↓↓↓

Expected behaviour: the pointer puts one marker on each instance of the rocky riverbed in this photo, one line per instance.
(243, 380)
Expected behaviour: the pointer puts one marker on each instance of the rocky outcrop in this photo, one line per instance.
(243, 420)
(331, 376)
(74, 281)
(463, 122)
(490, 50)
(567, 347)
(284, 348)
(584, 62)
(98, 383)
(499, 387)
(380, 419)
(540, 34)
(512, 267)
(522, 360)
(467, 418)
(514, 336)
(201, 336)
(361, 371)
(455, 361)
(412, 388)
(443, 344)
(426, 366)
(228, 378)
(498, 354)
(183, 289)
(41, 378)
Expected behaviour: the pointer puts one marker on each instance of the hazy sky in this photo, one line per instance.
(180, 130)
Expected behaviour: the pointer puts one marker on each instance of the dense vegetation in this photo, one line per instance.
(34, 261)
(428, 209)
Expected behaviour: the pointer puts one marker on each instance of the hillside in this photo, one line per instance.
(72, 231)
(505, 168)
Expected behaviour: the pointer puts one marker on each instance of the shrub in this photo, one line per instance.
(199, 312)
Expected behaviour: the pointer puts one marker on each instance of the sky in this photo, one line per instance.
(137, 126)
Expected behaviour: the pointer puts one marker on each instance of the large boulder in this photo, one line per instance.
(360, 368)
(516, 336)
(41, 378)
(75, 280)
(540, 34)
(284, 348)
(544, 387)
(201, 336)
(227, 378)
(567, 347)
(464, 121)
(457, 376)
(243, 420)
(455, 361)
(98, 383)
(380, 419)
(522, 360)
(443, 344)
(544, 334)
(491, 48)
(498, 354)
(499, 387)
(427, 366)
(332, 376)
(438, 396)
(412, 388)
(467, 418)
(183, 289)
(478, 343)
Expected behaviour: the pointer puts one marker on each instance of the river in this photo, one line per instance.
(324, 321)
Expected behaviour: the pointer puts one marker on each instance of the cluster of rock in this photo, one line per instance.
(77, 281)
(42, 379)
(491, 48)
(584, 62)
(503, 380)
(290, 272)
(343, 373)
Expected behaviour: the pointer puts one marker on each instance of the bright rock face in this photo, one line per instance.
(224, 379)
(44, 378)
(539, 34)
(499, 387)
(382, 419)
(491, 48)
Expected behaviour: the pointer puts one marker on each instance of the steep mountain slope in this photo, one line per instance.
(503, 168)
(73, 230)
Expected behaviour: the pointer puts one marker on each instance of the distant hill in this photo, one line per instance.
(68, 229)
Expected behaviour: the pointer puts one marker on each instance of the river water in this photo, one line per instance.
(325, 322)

↑↑↑
↓↓↓

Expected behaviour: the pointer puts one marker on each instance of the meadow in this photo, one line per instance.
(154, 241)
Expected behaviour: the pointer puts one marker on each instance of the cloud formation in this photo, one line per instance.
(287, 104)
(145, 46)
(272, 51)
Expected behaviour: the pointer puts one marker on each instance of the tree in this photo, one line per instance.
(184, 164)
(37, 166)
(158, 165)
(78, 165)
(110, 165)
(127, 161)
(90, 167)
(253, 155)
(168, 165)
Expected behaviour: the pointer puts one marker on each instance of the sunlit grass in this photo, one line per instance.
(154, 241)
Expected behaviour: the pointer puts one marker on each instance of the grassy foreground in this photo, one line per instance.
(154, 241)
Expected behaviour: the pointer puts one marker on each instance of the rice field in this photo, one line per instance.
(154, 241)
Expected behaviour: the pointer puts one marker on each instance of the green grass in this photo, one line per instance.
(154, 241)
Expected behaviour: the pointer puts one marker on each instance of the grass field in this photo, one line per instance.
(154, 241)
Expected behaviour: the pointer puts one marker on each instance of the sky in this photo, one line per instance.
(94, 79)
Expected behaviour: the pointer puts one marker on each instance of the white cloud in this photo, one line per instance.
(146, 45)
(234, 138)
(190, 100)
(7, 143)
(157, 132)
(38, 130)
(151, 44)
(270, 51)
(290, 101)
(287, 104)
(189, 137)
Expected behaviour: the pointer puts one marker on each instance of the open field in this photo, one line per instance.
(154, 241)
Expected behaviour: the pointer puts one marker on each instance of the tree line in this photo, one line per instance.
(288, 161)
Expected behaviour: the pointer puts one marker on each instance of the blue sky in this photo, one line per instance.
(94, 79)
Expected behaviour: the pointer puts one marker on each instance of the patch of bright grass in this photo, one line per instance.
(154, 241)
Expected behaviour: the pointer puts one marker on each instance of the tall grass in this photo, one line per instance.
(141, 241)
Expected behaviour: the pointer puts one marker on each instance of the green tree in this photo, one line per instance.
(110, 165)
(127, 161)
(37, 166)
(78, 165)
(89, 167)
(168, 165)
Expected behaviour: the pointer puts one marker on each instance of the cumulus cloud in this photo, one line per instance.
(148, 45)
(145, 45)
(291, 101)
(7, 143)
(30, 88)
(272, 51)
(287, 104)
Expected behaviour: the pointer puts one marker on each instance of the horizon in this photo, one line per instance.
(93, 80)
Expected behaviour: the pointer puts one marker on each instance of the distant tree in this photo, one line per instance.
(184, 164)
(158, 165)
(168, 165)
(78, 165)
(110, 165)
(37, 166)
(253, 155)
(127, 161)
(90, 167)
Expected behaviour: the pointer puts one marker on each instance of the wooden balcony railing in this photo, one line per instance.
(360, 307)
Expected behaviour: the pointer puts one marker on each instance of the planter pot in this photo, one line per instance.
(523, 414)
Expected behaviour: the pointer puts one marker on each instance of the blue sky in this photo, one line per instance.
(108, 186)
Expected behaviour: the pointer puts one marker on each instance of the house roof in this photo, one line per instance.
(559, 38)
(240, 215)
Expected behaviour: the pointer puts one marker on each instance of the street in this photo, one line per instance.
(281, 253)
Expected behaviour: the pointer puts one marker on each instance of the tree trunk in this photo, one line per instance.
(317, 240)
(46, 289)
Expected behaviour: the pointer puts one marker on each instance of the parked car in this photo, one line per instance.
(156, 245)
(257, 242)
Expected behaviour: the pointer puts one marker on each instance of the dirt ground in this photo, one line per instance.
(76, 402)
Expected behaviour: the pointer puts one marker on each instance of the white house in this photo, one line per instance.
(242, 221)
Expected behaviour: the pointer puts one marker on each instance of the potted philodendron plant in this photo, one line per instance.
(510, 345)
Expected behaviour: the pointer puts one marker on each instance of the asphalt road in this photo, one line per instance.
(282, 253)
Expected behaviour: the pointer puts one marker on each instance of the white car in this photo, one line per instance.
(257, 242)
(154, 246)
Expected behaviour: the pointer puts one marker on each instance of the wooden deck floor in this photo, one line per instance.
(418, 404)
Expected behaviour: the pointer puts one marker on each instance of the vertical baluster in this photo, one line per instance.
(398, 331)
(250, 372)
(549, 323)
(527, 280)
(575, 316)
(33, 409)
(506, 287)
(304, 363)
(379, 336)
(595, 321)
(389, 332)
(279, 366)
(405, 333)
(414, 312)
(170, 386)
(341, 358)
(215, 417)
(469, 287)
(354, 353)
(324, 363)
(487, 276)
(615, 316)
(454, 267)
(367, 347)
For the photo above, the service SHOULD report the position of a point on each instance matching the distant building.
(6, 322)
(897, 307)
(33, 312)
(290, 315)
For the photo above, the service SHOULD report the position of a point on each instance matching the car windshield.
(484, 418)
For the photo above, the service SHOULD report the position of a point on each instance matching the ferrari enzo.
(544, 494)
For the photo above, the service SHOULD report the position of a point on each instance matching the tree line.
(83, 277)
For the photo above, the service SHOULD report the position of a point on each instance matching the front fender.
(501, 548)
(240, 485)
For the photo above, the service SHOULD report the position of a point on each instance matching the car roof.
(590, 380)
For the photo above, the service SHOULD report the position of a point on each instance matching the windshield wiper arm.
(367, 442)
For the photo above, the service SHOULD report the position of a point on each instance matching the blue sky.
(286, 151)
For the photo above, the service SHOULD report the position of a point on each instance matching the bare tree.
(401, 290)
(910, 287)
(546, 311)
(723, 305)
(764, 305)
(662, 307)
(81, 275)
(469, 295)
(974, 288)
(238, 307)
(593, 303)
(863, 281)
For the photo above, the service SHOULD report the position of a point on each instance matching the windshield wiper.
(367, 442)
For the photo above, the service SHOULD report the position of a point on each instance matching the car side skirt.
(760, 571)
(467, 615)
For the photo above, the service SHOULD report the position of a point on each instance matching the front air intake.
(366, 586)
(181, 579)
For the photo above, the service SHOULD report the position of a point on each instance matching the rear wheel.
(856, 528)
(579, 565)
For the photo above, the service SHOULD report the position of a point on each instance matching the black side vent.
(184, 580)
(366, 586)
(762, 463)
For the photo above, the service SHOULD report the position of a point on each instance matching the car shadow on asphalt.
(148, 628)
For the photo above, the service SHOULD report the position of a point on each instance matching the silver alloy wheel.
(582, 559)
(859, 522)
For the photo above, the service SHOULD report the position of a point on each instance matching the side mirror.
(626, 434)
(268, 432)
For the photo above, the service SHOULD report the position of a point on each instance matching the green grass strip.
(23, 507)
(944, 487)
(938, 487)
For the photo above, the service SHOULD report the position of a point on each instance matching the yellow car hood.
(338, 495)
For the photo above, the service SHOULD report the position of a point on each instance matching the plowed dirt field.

↑↑↑

Using the entries above, repeat only the lines from the one containing "the rear wheel." through the one containing "plowed dirt field.", end lines included.

[Output for this exercise]
For the photo above, the service SHOULD report the position of a point on each instance matching the rear wheel.
(856, 528)
(579, 565)
For the photo above, the service SHOULD report the position of a point on each instance matching the black side vent.
(184, 580)
(366, 586)
(762, 463)
For the photo above, the service SHOULD report the position of a point on each instance matching the car shadow on asphalt.
(148, 628)
For the photo above, the service SHOULD report the position of a point on each instance matching the silver alloy wheel.
(582, 559)
(859, 522)
For the photo above, the service SHOULD report the position of a point on each instance matching the side mirror.
(626, 434)
(268, 432)
For the photo above, the service SHOULD report the position of a point on each instance matching the green grass strip.
(23, 507)
(944, 487)
(938, 487)
For the photo above, the service SHOULD report the position of a point on each instance matching the yellow car hood.
(338, 495)
For the photo above, the service SHOULD report the position of a point on each instance matching the plowed dirt field.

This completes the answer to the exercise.